---------- SOURCE TEXT ----------

[Nottingham] ubuntu 8:10 - the 'yawn' version
Matthew Tompsett
matthewbpt at gmail.com
Wed Nov 5 01:41:15 UTC 2008
I recently upgraded from Hardy to 8.10 and I think it has many improvements
over the last release, finally my laptop can suspend, my wireless adapter
also now works out of the box (using the new wl broadcom driver) which
didn't work at all before without ndiswrapper. The network manager also
seems to work better. There's nothing particularly exciting in the release
as compared to the last one, but I still thing it's a pretty good release,
with many small improvements over Hardy and updates to the old packages. I
haven't run into any problems with it at all. Also this release includes the
MID and UMPC versions which I tested out and are actually pretty cool.
Matt
2008/11/5 Steve Caddy <steve.m.caddy at ntlworld.com>
> tony atkins wrote:
> > just had the misfortune of installing the unimaginative - dull - boring -
> > call it what you will Ubuntu 8.10
>
> Would you like to say a bit more why it's "dull" and "boring", and why you
> feel the need to express such negative feelings about it?

----------

## LIST OF TASKS
a: Answer these questions from the post on Ubuntu 8.10:
(i) Which release did the writer upgrade from?
(ii) Which driver does the wireless adapter now use?
(iii) Which versions included in this release did the writer test?
b: Copy the passage of the post on Ubuntu 8.10 starting at "[Nottingham] ubuntu 8:10" and ending at "actually pretty cool.".
The listing that follows is separate material, unrelated to the post on Ubuntu 8.10.

---------- GIVEN DATA ----------

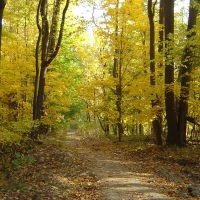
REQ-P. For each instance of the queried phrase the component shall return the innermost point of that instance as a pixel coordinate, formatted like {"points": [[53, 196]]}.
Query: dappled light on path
{"points": [[116, 181]]}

----------

## WORKED SOLUTIONS
a:
(i) Hardy
(ii) The new wl broadcom driver
(iii) The MID and UMPC versions

b:
[Nottingham] ubuntu 8:10 - the 'yawn' version
Matthew Tompsett
matthewbpt at gmail.com
Wed Nov 5 01:41:15 UTC 2008
I recently upgraded from Hardy to 8.10 and I think it has many improvements
over the last release, finally my laptop can suspend, my wireless adapter
also now works out of the box (using the new wl broadcom driver) which
didn't work at all before without ndiswrapper. The network manager also
seems to work better. There's nothing particularly exciting in the release
as compared to the last one, but I still thing it's a pretty good release,
with many small improvements over Hardy and updates to the old packages. I
haven't run into any problems with it at all. Also this release includes the
MID and UMPC versions which I tested out and are actually pretty cool.